[Dataset records]
↓↓↓

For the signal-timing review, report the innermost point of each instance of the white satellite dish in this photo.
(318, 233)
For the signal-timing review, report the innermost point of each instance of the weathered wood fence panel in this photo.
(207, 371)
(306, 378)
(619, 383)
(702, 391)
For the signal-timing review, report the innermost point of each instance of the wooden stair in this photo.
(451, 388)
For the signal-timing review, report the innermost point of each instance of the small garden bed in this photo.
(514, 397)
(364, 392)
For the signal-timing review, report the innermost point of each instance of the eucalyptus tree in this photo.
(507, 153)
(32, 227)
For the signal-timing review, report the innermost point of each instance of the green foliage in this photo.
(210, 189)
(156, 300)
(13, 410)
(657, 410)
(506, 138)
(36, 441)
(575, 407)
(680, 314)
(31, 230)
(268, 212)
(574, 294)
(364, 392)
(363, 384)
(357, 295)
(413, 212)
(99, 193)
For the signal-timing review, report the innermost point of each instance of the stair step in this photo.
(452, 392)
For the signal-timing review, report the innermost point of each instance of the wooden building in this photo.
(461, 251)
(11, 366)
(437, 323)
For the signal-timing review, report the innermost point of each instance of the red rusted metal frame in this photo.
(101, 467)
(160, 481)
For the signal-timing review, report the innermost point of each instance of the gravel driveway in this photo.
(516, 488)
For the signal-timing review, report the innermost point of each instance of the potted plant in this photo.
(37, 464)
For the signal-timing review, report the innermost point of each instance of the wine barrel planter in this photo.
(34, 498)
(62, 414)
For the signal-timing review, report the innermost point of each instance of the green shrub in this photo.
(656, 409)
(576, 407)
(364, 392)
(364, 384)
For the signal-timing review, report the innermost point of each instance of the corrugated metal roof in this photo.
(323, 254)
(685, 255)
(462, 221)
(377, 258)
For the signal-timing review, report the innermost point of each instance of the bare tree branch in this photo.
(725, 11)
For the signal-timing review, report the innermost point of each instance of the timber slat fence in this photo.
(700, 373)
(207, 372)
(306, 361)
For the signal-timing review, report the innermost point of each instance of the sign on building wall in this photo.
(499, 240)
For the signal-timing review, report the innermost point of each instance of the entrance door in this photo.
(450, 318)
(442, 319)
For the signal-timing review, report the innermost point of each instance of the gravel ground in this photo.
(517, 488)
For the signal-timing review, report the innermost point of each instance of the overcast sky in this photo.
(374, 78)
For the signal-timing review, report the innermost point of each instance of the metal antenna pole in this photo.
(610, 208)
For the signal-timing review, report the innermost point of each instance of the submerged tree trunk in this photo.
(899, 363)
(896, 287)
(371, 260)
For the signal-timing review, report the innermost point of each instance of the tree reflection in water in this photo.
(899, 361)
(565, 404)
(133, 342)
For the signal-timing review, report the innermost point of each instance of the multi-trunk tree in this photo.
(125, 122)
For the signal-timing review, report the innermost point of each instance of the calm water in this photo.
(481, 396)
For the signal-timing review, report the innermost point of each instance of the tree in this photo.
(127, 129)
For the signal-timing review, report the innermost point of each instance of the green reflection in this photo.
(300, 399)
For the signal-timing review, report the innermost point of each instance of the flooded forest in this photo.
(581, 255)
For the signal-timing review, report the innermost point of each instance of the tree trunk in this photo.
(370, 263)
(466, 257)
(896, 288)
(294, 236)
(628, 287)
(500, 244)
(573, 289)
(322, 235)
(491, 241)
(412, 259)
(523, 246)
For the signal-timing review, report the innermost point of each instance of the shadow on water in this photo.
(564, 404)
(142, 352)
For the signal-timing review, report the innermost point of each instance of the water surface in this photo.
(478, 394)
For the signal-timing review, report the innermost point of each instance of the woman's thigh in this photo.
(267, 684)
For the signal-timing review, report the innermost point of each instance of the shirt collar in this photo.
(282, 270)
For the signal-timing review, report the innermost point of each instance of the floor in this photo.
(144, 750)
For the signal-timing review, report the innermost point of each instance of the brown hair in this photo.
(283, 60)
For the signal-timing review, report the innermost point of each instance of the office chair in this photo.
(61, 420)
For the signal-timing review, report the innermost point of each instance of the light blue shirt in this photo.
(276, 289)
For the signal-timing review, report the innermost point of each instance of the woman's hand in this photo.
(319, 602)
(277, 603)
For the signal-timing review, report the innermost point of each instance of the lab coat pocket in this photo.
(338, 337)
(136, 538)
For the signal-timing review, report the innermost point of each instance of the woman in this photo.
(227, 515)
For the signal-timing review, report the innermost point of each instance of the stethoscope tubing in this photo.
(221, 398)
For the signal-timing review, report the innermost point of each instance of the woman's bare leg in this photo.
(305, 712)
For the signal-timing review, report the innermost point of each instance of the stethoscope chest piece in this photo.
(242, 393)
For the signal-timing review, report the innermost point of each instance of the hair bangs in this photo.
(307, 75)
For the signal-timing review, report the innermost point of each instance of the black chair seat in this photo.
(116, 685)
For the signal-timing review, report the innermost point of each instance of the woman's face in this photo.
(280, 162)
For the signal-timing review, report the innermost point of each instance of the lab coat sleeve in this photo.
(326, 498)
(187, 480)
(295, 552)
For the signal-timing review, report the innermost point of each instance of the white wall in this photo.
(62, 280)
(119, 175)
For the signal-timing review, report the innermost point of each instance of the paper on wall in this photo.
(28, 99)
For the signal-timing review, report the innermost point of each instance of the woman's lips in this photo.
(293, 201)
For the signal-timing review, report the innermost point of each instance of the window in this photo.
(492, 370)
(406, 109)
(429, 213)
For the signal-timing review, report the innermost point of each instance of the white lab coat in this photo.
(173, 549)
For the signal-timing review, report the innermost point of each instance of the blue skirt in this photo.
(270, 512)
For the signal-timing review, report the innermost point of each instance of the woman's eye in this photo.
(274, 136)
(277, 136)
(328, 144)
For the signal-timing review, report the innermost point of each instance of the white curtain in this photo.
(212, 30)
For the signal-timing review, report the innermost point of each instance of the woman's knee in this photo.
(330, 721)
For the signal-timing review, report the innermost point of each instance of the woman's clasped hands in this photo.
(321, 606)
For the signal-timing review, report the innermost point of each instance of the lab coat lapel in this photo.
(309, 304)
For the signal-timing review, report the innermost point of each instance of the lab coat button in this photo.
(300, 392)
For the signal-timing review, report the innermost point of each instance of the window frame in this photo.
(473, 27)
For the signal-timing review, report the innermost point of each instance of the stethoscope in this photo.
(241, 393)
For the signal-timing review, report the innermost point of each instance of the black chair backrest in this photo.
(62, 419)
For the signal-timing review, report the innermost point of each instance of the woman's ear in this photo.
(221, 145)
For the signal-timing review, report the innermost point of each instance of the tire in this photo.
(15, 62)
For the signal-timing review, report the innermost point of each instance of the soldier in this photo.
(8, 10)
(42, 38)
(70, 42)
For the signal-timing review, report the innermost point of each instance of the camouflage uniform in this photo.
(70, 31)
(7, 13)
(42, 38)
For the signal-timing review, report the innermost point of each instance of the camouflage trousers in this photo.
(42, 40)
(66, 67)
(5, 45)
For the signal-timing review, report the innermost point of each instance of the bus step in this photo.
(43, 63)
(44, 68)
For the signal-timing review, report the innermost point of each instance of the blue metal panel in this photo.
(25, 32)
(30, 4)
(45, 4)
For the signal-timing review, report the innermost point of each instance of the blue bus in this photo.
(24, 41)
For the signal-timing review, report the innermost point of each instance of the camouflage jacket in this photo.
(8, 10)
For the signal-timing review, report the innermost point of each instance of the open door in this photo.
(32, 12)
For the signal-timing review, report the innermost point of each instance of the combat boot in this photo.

↑↑↑

> [INSTRUCTIONS FOR THE TASK]
Every record above needs to be repeated word for word.

> [SOLUTION FOR THIS PROBLEM]
For the signal-timing review, report the innermost point of each instance of the white satellite dish in this photo.
(318, 233)
For the signal-timing review, report the innermost point of each instance of the weathered wood fence panel in this photo.
(207, 371)
(306, 378)
(619, 383)
(702, 391)
For the signal-timing review, report the innermost point of each instance of the wooden stair in this photo.
(451, 388)
For the signal-timing review, report the innermost point of each instance of the small garden bed in this photo.
(514, 397)
(364, 392)
For the signal-timing review, report the innermost point of each instance of the eucalyptus tree in this photo.
(507, 153)
(32, 227)
For the signal-timing review, report the innermost point of each instance of the green foliage in this photo.
(210, 189)
(156, 300)
(13, 410)
(657, 410)
(506, 138)
(36, 441)
(575, 407)
(680, 314)
(31, 230)
(268, 212)
(574, 294)
(364, 392)
(363, 384)
(357, 295)
(413, 212)
(99, 193)
For the signal-timing review, report the innermost point of each instance of the stair step in this photo.
(452, 392)
For the signal-timing review, report the innermost point of each instance of the wooden building in this photo.
(461, 251)
(11, 366)
(437, 323)
For the signal-timing review, report the innermost point of each instance of the red rusted metal frame in this photo.
(101, 467)
(160, 481)
For the signal-timing review, report the innermost point of each instance of the gravel driveway in this photo.
(516, 488)
For the signal-timing review, report the innermost point of each instance of the potted plant in this photo.
(37, 464)
For the signal-timing review, report the innermost point of each instance of the wine barrel planter in this photo.
(34, 498)
(62, 414)
For the signal-timing review, report the innermost point of each instance of the green shrub in this photo.
(656, 409)
(576, 407)
(364, 392)
(364, 384)
For the signal-timing review, report the innermost point of each instance of the corrugated metal roof in this photo.
(323, 254)
(685, 255)
(462, 221)
(377, 258)
For the signal-timing review, report the innermost point of each instance of the bare tree branch in this photo.
(725, 11)
For the signal-timing review, report the innermost point of each instance of the timber slat fence in this photo.
(700, 373)
(207, 372)
(306, 361)
For the signal-timing review, report the innermost point of each instance of the sign on building wall in this photo.
(499, 240)
For the signal-timing review, report the innermost point of each instance of the entrance door in this photo.
(450, 318)
(442, 319)
For the signal-timing review, report the innermost point of each instance of the gravel ground in this photo.
(517, 488)
For the signal-timing review, report the innermost point of each instance of the overcast sky in this photo.
(374, 78)
For the signal-timing review, report the innermost point of each instance of the metal antenna pole in this photo.
(610, 208)
For the signal-timing review, report the innermost point of each instance of the submerged tree trunk in this photo.
(899, 363)
(896, 287)
(371, 260)
For the signal-timing review, report the innermost point of each instance of the tree reflection in water in this photo.
(899, 361)
(565, 404)
(133, 342)
For the signal-timing review, report the innermost point of each instance of the multi-trunk tree in this photo.
(125, 122)
For the signal-timing review, report the innermost point of each instance of the calm water in this photo.
(481, 396)
For the signal-timing review, report the innermost point of each instance of the tree in this photo.
(127, 129)
For the signal-timing review, report the innermost point of each instance of the green reflection in this photo.
(300, 399)
For the signal-timing review, report the innermost point of each instance of the flooded forest in this photo.
(581, 255)
For the signal-timing review, report the innermost point of each instance of the tree trunk in this photo.
(370, 263)
(466, 257)
(896, 288)
(294, 236)
(628, 287)
(500, 244)
(573, 289)
(322, 235)
(491, 241)
(412, 259)
(523, 246)
For the signal-timing review, report the innermost point of each instance of the shadow on water in this photo.
(564, 404)
(142, 352)
For the signal-timing review, report the innermost point of each instance of the water surface in this photo.
(478, 394)
For the signal-timing review, report the innermost point of each instance of the woman's thigh in this photo.
(267, 684)
For the signal-timing review, report the innermost point of each instance of the shirt collar in this photo.
(282, 270)
For the signal-timing review, report the innermost point of each instance of the floor in this photo.
(144, 750)
For the signal-timing review, report the innermost point of each instance of the brown hair in this photo.
(283, 60)
For the signal-timing review, report the innermost point of each instance of the office chair in this photo.
(61, 420)
For the signal-timing review, report the innermost point of each instance of the light blue shirt in this photo.
(276, 289)
For the signal-timing review, report the innermost point of each instance of the woman's hand in this photo.
(319, 602)
(277, 603)
For the signal-timing review, report the innermost point of each instance of the lab coat pocket in this photo.
(338, 337)
(136, 538)
For the signal-timing review, report the innermost point of each instance of the woman in this photo.
(227, 515)
For the signal-timing review, report the innermost point of each instance of the stethoscope tubing in this photo.
(221, 398)
For the signal-timing review, report the innermost point of each instance of the woman's bare leg in this photo.
(305, 712)
For the signal-timing review, report the innermost point of each instance of the stethoscope chest piece in this photo.
(242, 393)
For the signal-timing review, report the innermost point of each instance of the hair bangs in this photo.
(307, 75)
For the signal-timing review, report the innermost point of each instance of the black chair seat in this photo.
(116, 685)
For the signal-timing review, report the innermost point of each instance of the woman's face in this photo.
(280, 162)
For the signal-timing review, report the innermost point of each instance of the lab coat sleeve in this photo.
(326, 498)
(187, 480)
(295, 552)
For the signal-timing review, report the innermost point of each instance of the white wall in this photo.
(62, 280)
(119, 175)
For the signal-timing review, report the innermost point of each instance of the paper on wall in this photo.
(28, 99)
For the signal-timing review, report the innermost point of each instance of the woman's lips in this photo.
(293, 201)
For the signal-timing review, report the innermost point of each instance of the window in this photo.
(492, 370)
(406, 109)
(429, 213)
For the signal-timing review, report the innermost point of each instance of the white lab coat in this photo.
(173, 549)
For the signal-timing review, report the innermost point of each instance of the blue skirt in this photo.
(270, 512)
For the signal-timing review, report the innermost point of each instance of the woman's eye in this photo.
(274, 136)
(277, 136)
(328, 144)
For the signal-timing review, report the innermost point of each instance of the white curtain in this photo.
(212, 30)
For the signal-timing review, report the innermost point of each instance of the woman's knee in this photo.
(330, 721)
For the signal-timing review, report the innermost point of each instance of the woman's clasped hands in this photo.
(321, 606)
For the signal-timing review, report the innermost point of each instance of the lab coat lapel in this photo.
(309, 304)
For the signal-timing review, report the innermost point of each instance of the lab coat button in this photo.
(300, 392)
For the signal-timing review, report the innermost point of each instance of the window frame in this photo.
(473, 27)
For the signal-timing review, report the innermost point of each instance of the stethoscope in this photo.
(241, 393)
For the signal-timing review, report the innermost point of each instance of the black chair backrest in this photo.
(62, 419)
For the signal-timing review, report the innermost point of each instance of the woman's ear in this photo.
(221, 145)
For the signal-timing review, report the innermost point of each instance of the tire in this photo.
(15, 62)
For the signal-timing review, report the innermost point of each instance of the soldier in this photo.
(8, 10)
(42, 38)
(70, 42)
For the signal-timing review, report the innermost point of each instance of the camouflage uniform in this photo.
(70, 31)
(7, 13)
(42, 38)
For the signal-timing review, report the innermost point of each instance of the camouflage trousers in this photo.
(42, 40)
(66, 67)
(5, 45)
For the signal-timing review, report the innermost point of each instance of the bus step in this photo.
(43, 63)
(44, 68)
For the signal-timing review, report the innermost point of each instance of the blue metal panel in this photo.
(25, 32)
(30, 4)
(45, 4)
For the signal-timing review, report the innermost point of each instance of the blue bus in this photo.
(24, 41)
For the signal-timing review, report the innermost point of each instance of the camouflage jacket in this photo.
(8, 10)
For the signal-timing review, report the innermost point of each instance of the open door in this photo.
(32, 12)
For the signal-timing review, report the innermost point of each instance of the combat boot in this photo.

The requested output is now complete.